* [Tugas yang Dikerjakan]
[1] Tuliskan ulang bagian teks tentang adat Minangkabau, semuanya mulai dari "Konsekuensi berikutnya dengan" sampai ke "Adat yang teradat.".
[2] Apakah setiap pernyataan berikut sesuai dengan teks tentang adat Minangkabau? Jawab ya atau tidak, lalu kutip kata-kata teks yang menentukannya: (a) Perubahan tungku tiga sajarangan menggantikan "Alam terkembang jadi guru" dengan "Kitabullah". (b) Struktur adat Minangkabau yang diwarisi sekarang berjumlah tiga. (c) Keempat struktur adat Minangkabau itu diwarisi sejak abad ke-18.

* [Kutipan untuk Dibaca]
◆ ◆ ◆

Konsekuensi berikutnya dengan adanya kesepakatan Piagam Bukit Marapalam adalah berubahnya tungku tiga sajarangan dalam adat yang semula anggo tanggo adat, raso jo pareso, alur dan patut menjadi anggo adat, raso jo pareso dan kitabullah/Al-Qur’an. Perubahannya adalah “Alam terkembang jadi guru” berganti dengan “Kitabullah”. Perubahan inilah yang menjadikan etnis Minangkabau dulu menjadi penyebar agama Islam di Nusantara dan bayaknya orang Minang yang menjadi pahlawan Nasional, sebagai pejuang-pejuang republik semasa zaman penjajahan Belanda dan Jepang, dan beberapa orang diantaranya bergelar Datuk, yakni sebagai pemimpin suku dalam kaumnya. Mr. Moh. Natsir Dt. Sinaro Panjang, Ibrahim Datuk Tan Malaka, Dr. Hamka Dt. Indomo, dll.
Dengan hadirnya adat ini menambah struktur adat Minangkabau yang kita warisi sekarang ini menjadi empat, yakni :
  1. Adat yang diadatkan.
  2. Adat yang teradat.
  3. Adat istiadat.
  4. Adat yang sebenarnya adat.
Keempat struktur adat Minangkabau yang kita warisi semenjak abad ke-19 yang lalu adalah merupakan kekayaan immateriel orang Minangkabau dalam memasuki abad modern sekarang ini bila tetap mempertahankan adatnya matrilineal. Ungkapan ini adalah sangat beralasan, mengingat dengan ABS, SBK telah menjadi filosofi orang Minangkabau, sehingga penyusunan adat Minangkabau ke depan oleh para pemangku adat di nagari-nagari (ampek jinih) sudah akan mengacu keapda Al-Qur’an dan hadis Nabi Besar Muhammad SAW dalam menjalani kehidupan yang berbudi luhur dan akhlak mulia, sesuai dengan kebutuhan perkembangan abad modern di masa yang akan datang.

◆ ◆ ◆

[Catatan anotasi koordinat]

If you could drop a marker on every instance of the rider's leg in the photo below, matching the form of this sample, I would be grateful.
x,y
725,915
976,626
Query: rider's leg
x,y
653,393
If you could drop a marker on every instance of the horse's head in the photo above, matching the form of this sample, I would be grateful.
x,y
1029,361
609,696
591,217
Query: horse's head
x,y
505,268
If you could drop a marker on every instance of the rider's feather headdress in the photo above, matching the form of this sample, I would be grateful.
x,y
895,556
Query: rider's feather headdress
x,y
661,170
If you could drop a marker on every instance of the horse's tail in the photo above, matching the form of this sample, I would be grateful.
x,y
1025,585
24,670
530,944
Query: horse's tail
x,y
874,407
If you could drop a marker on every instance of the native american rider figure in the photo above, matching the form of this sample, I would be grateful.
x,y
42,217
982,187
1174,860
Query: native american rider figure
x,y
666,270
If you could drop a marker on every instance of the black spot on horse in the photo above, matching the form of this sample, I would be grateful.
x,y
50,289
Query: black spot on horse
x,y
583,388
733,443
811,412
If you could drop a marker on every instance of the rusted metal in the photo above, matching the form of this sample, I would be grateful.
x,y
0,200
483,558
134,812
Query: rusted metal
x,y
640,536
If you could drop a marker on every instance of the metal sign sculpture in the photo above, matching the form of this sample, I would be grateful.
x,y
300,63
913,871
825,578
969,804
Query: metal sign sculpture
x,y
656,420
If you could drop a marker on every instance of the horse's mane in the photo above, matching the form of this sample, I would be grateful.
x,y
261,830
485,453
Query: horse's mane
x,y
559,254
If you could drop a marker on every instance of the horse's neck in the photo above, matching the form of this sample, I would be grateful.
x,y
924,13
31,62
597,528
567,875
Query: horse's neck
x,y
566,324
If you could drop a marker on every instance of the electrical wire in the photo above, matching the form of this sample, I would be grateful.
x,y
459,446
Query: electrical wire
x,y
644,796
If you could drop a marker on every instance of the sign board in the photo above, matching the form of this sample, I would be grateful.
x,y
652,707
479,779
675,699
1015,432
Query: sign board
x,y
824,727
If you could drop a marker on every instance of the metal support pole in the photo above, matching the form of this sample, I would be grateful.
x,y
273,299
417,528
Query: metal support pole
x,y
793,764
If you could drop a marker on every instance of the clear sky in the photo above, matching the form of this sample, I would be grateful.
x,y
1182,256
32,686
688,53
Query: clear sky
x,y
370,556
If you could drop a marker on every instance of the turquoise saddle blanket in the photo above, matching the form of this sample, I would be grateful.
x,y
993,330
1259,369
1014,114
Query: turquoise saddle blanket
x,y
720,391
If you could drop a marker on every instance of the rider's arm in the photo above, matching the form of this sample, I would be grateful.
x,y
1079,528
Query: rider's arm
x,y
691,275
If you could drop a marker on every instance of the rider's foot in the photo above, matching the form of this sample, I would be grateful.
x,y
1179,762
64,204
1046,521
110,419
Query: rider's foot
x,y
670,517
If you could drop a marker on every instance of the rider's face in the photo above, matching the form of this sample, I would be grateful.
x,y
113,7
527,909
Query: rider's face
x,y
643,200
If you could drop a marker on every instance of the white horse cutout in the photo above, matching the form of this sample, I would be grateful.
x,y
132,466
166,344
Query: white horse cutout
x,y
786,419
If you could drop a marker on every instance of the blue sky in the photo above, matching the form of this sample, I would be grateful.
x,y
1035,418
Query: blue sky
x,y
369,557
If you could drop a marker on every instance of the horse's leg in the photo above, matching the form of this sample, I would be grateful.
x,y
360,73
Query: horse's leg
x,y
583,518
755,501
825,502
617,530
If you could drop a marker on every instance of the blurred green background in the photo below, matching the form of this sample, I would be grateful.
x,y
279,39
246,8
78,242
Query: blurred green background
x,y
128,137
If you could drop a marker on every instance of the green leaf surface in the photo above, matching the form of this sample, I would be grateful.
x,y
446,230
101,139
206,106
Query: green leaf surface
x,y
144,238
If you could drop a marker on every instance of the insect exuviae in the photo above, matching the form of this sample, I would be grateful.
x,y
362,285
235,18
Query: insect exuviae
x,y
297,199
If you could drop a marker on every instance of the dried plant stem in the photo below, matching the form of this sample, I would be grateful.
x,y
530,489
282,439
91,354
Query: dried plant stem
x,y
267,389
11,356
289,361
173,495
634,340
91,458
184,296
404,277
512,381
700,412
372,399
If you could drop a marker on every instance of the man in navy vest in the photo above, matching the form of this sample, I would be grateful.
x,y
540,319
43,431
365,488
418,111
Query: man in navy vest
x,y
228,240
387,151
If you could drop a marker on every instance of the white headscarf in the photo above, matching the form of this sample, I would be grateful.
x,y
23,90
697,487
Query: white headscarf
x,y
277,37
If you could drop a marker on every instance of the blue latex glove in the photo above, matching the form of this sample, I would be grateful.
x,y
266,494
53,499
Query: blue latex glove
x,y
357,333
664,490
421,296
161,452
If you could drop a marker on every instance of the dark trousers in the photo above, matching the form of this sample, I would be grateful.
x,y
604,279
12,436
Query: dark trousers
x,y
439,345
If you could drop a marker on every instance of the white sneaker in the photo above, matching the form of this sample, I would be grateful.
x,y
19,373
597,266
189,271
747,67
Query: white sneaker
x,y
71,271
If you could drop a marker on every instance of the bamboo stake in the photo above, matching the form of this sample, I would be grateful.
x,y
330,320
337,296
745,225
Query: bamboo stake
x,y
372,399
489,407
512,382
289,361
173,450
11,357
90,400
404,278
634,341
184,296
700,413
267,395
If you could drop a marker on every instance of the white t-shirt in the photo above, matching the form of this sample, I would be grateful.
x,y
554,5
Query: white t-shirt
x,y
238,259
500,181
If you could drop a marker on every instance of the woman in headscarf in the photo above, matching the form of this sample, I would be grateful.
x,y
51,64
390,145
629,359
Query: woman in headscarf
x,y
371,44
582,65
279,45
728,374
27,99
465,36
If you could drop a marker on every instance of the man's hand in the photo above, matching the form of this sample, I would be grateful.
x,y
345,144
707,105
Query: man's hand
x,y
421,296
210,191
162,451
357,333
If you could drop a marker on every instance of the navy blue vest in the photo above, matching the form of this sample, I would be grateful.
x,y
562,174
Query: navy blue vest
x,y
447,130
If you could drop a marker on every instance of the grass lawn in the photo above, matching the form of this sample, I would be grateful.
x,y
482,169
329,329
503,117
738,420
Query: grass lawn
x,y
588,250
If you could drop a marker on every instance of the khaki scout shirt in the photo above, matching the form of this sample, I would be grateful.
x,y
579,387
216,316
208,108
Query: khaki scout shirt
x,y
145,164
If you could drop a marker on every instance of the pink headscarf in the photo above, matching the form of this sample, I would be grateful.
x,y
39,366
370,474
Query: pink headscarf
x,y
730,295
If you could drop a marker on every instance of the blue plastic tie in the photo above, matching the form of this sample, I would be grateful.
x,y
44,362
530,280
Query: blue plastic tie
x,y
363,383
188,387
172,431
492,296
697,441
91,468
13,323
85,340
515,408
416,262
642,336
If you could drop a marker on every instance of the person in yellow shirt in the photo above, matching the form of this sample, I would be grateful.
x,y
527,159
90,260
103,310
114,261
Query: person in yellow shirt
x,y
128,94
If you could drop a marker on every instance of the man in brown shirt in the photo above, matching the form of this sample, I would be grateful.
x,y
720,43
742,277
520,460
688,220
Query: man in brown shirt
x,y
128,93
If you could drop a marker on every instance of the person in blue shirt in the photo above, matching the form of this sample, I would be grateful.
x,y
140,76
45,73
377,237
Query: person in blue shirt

◆ ◆ ◆

* [Jawaban per Tugas]
[1]
Konsekuensi berikutnya dengan adanya kesepakatan Piagam Bukit Marapalam adalah berubahnya tungku tiga sajarangan dalam adat yang semula anggo tanggo adat, raso jo pareso, alur dan patut menjadi anggo adat, raso jo pareso dan kitabullah/Al-Qur’an. Perubahannya adalah “Alam terkembang jadi guru” berganti dengan “Kitabullah”. Perubahan inilah yang menjadikan etnis Minangkabau dulu menjadi penyebar agama Islam di Nusantara dan bayaknya orang Minang yang menjadi pahlawan Nasional, sebagai pejuang-pejuang republik semasa zaman penjajahan Belanda dan Jepang, dan beberapa orang diantaranya bergelar Datuk, yakni sebagai pemimpin suku dalam kaumnya. Mr. Moh. Natsir Dt. Sinaro Panjang, Ibrahim Datuk Tan Malaka, Dr. Hamka Dt. Indomo, dll.
Dengan hadirnya adat ini menambah struktur adat Minangkabau yang kita warisi sekarang ini menjadi empat, yakni :
  1. Adat yang diadatkan.
  2. Adat yang teradat.

[2]
(a) Ya: "Perubahannya adalah “Alam terkembang jadi guru” berganti dengan “Kitabullah”."
(b) Tidak: "menambah struktur adat Minangkabau yang kita warisi sekarang ini menjadi empat"
(c) Tidak: "Keempat struktur adat Minangkabau yang kita warisi semenjak abad ke-19 yang lalu"